# EXERCISE DIRECTIONS
Please write out the entries below again, swapping "one point per instance" for "one point for each instance" and leaving everything else unchanged.

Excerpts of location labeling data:

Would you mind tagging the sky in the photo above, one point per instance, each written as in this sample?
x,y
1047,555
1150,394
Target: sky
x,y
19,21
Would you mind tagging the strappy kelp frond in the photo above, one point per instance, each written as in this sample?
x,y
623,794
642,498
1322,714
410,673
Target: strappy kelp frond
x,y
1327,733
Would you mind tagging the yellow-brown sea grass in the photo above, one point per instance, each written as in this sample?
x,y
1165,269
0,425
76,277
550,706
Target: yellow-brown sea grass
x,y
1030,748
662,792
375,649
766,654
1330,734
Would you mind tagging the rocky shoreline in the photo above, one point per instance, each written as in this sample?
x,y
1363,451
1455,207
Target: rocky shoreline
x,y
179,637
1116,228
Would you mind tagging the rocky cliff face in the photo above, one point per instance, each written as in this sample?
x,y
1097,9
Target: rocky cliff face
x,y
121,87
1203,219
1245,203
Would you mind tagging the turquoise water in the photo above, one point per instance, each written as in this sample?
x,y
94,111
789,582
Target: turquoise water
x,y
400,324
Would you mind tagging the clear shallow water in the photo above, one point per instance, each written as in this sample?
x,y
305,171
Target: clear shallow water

# WRITTEN SOLUTION
Would you mind tagging the sky in the photo above, one point for each instance, each written as in this sample?
x,y
1047,555
1150,394
Target: sky
x,y
19,21
Would you mind tagging the strappy kelp frond in the photo above, one point for each instance, each written as in this sample?
x,y
623,794
642,498
1322,714
410,673
Target: strappy kelp frond
x,y
1327,733
Would you mind tagging the yellow-brown sea grass in the photo above, one point for each instance, each written as in this sample?
x,y
1165,269
0,425
76,277
550,706
Target: yellow-brown sea grass
x,y
1030,748
662,792
375,649
766,654
1330,734
Would you mind tagging the rocky shoreline in the photo above, one point for each instance, each written as in this sample?
x,y
1363,451
1455,207
Target: rocky shoreline
x,y
179,637
1116,228
Would you mind tagging the rocky cliff face in the photo above, one point for each instance, each written as in this sample?
x,y
1097,9
Target: rocky cliff face
x,y
121,87
1203,219
1245,203
Would you mind tagging the turquoise water in the photo above, one point for each instance, each written as in this sample?
x,y
94,111
789,582
Target: turquoise water
x,y
400,324
Would you mind tagging the clear shallow water in the photo above, one point for each instance, each written as in this sample?
x,y
305,171
Target: clear shallow water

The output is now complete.